Actions to take:
(1) List, in order, the steps of the HBN coating procedure that the bullet-coating text describes.
(2) According to the bullet-coating text, how long does tumbling take to give a good HBN coating?
(3) Write out the part of the bullet-coating text starting with "Bullets that had" and going on through "and recoated bullets.", word for word.
***** Given text *****
Coating bullets with HBN has been resumed at the Duncan, Oklahoma White House. Naked bullets are degreased in the thin Tumbler as before. Steel shot is not used in the thick Tumbler to apply the HBN coating. Degreased bullets are put in a plastic Ovaltine jar with a closed lid along with a small amount of HBN powder. The plastic jar is an almost perfect fit across the flats of the thick Tumbler. Tumbling of a couple of hours gives a good coating. Massaging in a sock removes excess HBN powder and polishes the coating. The HBN coating procedure is a lot less messy than coating with Moly.

It’s probably feasible to partially fill the space inside the thick Tumbler not occupied by the Ovaltine jar, with Lyman Media, and degrease some bullets while coating others.

Bullets that had previously been Molycoated have had that coating removed in the thin degreasing Tumbler and the newly naked bullets coated with HBN. Molycoated bullets have been pulled from loaded ammo and the bullets recoated with HBN. There seems to be no difference in the coatings of new bullets and recoated bullets.

One of the benefits of coated bullets is that a bullet positioned slightly off alignment with the start of the rifling will more easily tend to align itself with the bore when fired. The nose of a bullet aligned with the center of the bore does not follow a helical path up the barrel and is more accurate. Maybe coating bullets does enhance accuracy.
***** Dataset records *****
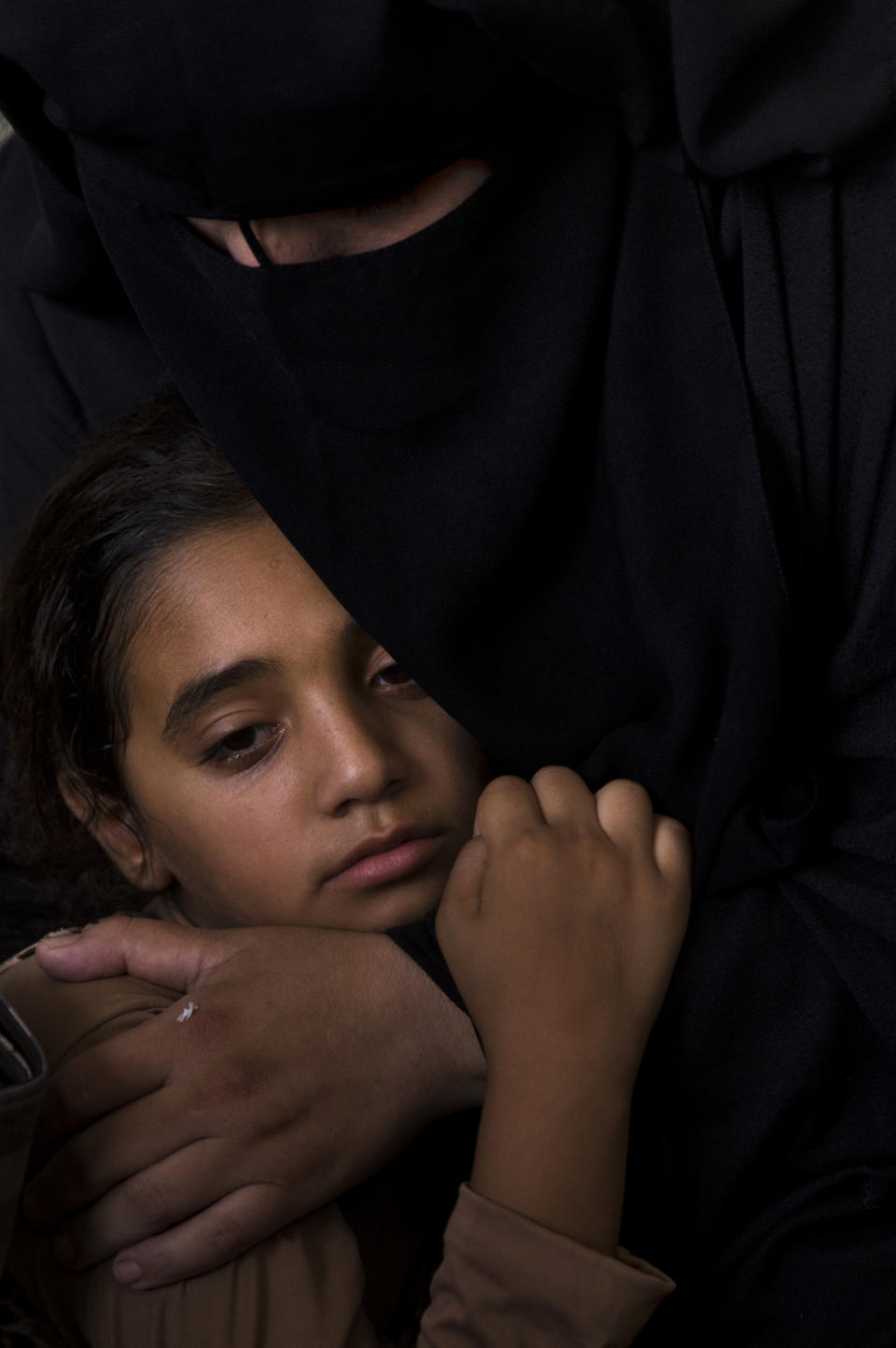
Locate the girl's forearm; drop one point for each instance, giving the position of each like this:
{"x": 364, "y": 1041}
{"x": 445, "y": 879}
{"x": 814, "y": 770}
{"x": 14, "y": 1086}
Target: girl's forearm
{"x": 553, "y": 1144}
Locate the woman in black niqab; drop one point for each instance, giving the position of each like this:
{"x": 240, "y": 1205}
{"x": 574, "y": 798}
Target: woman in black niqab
{"x": 604, "y": 458}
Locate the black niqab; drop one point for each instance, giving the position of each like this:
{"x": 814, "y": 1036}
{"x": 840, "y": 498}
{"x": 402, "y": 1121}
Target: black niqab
{"x": 604, "y": 457}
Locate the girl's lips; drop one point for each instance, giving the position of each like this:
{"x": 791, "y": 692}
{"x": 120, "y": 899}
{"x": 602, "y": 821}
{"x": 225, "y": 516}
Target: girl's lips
{"x": 394, "y": 864}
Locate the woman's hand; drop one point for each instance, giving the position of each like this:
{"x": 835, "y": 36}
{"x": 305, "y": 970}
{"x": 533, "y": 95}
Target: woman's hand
{"x": 310, "y": 1061}
{"x": 561, "y": 923}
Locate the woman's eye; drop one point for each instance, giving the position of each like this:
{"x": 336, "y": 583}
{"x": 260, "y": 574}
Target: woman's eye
{"x": 245, "y": 747}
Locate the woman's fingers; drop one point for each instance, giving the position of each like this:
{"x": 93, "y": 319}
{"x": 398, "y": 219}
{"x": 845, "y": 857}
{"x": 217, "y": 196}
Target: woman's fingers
{"x": 97, "y": 1081}
{"x": 97, "y": 1159}
{"x": 160, "y": 952}
{"x": 673, "y": 848}
{"x": 213, "y": 1238}
{"x": 149, "y": 1202}
{"x": 625, "y": 813}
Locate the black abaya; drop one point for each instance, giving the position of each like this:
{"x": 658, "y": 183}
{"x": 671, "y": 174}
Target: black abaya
{"x": 604, "y": 457}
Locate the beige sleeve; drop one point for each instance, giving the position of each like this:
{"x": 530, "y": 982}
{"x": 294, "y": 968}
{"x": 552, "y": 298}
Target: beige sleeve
{"x": 506, "y": 1280}
{"x": 503, "y": 1280}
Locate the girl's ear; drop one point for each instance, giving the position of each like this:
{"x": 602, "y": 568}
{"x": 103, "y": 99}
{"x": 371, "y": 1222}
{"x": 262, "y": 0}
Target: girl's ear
{"x": 113, "y": 826}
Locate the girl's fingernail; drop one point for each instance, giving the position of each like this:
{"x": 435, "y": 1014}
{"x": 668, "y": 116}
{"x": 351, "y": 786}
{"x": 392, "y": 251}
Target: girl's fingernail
{"x": 63, "y": 937}
{"x": 127, "y": 1270}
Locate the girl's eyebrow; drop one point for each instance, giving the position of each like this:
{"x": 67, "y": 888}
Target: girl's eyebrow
{"x": 193, "y": 695}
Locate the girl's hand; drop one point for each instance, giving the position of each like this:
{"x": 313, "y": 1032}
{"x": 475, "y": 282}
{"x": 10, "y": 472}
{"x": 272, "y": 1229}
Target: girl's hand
{"x": 561, "y": 923}
{"x": 562, "y": 920}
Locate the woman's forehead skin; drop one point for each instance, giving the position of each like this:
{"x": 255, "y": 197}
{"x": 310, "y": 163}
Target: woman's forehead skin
{"x": 348, "y": 231}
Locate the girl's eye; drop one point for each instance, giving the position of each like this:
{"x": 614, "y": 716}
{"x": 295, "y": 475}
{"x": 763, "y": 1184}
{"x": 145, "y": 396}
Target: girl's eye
{"x": 245, "y": 747}
{"x": 395, "y": 677}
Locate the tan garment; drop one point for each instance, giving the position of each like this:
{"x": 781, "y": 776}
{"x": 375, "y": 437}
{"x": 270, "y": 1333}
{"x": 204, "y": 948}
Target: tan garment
{"x": 504, "y": 1282}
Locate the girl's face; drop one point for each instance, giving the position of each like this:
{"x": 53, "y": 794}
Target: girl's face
{"x": 285, "y": 770}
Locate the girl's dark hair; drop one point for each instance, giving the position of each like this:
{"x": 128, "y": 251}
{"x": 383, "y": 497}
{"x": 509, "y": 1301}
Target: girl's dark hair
{"x": 70, "y": 607}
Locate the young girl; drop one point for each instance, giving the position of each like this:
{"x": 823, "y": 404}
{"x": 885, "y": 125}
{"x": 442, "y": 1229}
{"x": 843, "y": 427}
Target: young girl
{"x": 203, "y": 732}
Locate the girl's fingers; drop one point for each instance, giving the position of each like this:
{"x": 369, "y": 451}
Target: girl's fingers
{"x": 464, "y": 884}
{"x": 564, "y": 797}
{"x": 216, "y": 1236}
{"x": 625, "y": 814}
{"x": 116, "y": 1147}
{"x": 507, "y": 805}
{"x": 160, "y": 952}
{"x": 671, "y": 848}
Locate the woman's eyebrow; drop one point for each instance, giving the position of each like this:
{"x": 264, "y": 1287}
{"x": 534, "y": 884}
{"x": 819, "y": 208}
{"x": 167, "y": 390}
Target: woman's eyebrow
{"x": 193, "y": 695}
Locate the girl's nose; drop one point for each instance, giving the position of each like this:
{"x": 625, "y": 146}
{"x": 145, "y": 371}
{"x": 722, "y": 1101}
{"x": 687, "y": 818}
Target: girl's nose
{"x": 358, "y": 759}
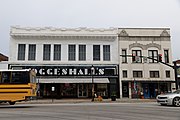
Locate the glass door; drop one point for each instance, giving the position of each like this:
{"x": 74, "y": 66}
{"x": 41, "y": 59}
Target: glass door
{"x": 82, "y": 90}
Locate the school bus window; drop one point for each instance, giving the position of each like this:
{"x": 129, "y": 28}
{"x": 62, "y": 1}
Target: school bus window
{"x": 20, "y": 77}
{"x": 6, "y": 77}
{"x": 0, "y": 77}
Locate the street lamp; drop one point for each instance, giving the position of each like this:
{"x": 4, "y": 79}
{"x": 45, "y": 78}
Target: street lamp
{"x": 92, "y": 73}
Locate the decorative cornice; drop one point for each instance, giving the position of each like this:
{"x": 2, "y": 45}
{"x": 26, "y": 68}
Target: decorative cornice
{"x": 123, "y": 33}
{"x": 164, "y": 34}
{"x": 43, "y": 37}
{"x": 64, "y": 29}
{"x": 145, "y": 47}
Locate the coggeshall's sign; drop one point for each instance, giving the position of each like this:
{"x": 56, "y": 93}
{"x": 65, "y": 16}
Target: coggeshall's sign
{"x": 73, "y": 70}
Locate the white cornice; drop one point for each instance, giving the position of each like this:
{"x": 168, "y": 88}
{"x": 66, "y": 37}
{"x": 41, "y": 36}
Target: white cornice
{"x": 52, "y": 31}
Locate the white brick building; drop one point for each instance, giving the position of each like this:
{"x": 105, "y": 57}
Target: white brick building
{"x": 64, "y": 59}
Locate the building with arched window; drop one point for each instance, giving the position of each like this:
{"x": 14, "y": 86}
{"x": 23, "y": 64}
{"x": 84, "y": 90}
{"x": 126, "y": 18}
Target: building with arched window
{"x": 78, "y": 62}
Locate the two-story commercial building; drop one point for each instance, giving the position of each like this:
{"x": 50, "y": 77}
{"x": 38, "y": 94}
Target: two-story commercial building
{"x": 75, "y": 62}
{"x": 72, "y": 62}
{"x": 144, "y": 77}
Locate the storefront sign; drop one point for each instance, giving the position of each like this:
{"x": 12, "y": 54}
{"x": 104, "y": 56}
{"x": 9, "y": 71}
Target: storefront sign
{"x": 73, "y": 70}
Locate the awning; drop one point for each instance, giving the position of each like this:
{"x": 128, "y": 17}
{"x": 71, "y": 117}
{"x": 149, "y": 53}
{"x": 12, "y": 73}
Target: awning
{"x": 73, "y": 80}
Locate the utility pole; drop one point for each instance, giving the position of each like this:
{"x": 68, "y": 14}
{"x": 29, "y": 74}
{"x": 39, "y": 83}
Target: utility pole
{"x": 175, "y": 73}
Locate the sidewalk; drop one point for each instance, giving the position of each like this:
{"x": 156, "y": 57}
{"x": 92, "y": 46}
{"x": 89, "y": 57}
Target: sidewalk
{"x": 52, "y": 101}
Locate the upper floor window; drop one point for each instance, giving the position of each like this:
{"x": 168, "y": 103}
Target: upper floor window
{"x": 72, "y": 52}
{"x": 32, "y": 52}
{"x": 124, "y": 58}
{"x": 124, "y": 73}
{"x": 57, "y": 52}
{"x": 167, "y": 74}
{"x": 46, "y": 52}
{"x": 137, "y": 74}
{"x": 137, "y": 53}
{"x": 106, "y": 52}
{"x": 21, "y": 51}
{"x": 82, "y": 52}
{"x": 166, "y": 56}
{"x": 154, "y": 74}
{"x": 96, "y": 52}
{"x": 154, "y": 55}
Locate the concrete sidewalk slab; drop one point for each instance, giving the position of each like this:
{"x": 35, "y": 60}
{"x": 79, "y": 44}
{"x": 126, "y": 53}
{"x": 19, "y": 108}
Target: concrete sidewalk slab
{"x": 49, "y": 101}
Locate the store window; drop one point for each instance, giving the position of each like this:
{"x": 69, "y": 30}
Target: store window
{"x": 72, "y": 52}
{"x": 32, "y": 52}
{"x": 124, "y": 73}
{"x": 82, "y": 52}
{"x": 102, "y": 90}
{"x": 137, "y": 74}
{"x": 96, "y": 52}
{"x": 124, "y": 58}
{"x": 137, "y": 53}
{"x": 46, "y": 52}
{"x": 154, "y": 55}
{"x": 57, "y": 52}
{"x": 154, "y": 74}
{"x": 21, "y": 51}
{"x": 167, "y": 74}
{"x": 166, "y": 56}
{"x": 106, "y": 52}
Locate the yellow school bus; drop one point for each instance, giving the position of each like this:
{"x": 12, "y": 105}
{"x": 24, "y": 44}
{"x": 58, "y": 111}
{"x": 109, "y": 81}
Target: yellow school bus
{"x": 17, "y": 85}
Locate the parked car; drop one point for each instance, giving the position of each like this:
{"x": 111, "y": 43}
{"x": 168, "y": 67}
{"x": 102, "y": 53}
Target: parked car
{"x": 169, "y": 98}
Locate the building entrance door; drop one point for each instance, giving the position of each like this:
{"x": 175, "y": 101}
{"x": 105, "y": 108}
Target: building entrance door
{"x": 82, "y": 90}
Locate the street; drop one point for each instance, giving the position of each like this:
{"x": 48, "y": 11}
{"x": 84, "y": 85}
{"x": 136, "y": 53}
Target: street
{"x": 89, "y": 111}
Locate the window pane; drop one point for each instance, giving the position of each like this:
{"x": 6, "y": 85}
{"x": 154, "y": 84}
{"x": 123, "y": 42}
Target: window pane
{"x": 72, "y": 52}
{"x": 154, "y": 55}
{"x": 47, "y": 52}
{"x": 32, "y": 52}
{"x": 57, "y": 52}
{"x": 137, "y": 53}
{"x": 124, "y": 73}
{"x": 137, "y": 74}
{"x": 82, "y": 52}
{"x": 168, "y": 74}
{"x": 21, "y": 51}
{"x": 106, "y": 52}
{"x": 154, "y": 74}
{"x": 166, "y": 56}
{"x": 124, "y": 58}
{"x": 96, "y": 52}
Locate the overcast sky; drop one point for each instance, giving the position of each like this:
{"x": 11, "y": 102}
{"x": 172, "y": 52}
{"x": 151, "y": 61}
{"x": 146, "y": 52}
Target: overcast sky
{"x": 90, "y": 13}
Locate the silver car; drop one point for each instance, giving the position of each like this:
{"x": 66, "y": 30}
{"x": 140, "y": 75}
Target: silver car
{"x": 169, "y": 98}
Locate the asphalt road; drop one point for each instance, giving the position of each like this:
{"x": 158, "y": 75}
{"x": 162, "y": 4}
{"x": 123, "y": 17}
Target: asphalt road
{"x": 89, "y": 111}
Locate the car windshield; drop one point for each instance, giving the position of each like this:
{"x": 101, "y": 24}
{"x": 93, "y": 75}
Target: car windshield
{"x": 177, "y": 91}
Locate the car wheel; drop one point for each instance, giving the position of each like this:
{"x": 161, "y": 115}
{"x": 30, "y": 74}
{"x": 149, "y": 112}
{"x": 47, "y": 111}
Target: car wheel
{"x": 163, "y": 104}
{"x": 12, "y": 103}
{"x": 176, "y": 101}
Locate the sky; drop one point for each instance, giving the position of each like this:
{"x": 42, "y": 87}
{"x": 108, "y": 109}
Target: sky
{"x": 90, "y": 14}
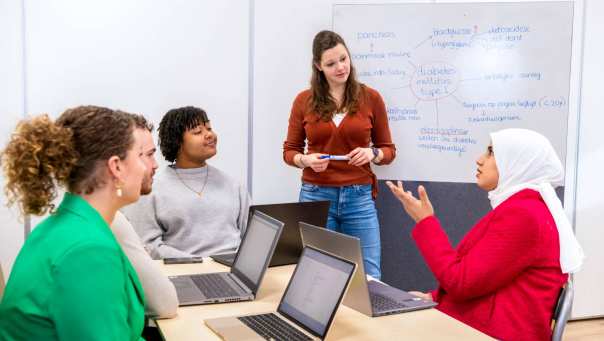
*****
Results in order:
(1)
1. Naked bullets are degreased in the thin Tumbler.
2. The degreased bullets are put in a plastic Ovaltine jar with a closed lid, along with a small amount of HBN powder.
3. The jar is tumbled in the thick Tumbler for a couple of hours.
4. The bullets are massaged in a sock to remove excess HBN powder and polish the coating.

(2) A couple of hours.

(3)
Bullets that had previously been Molycoated have had that coating removed in the thin degreasing Tumbler and the newly naked bullets coated with HBN. Molycoated bullets have been pulled from loaded ammo and the bullets recoated with HBN. There seems to be no difference in the coatings of new bullets and recoated bullets.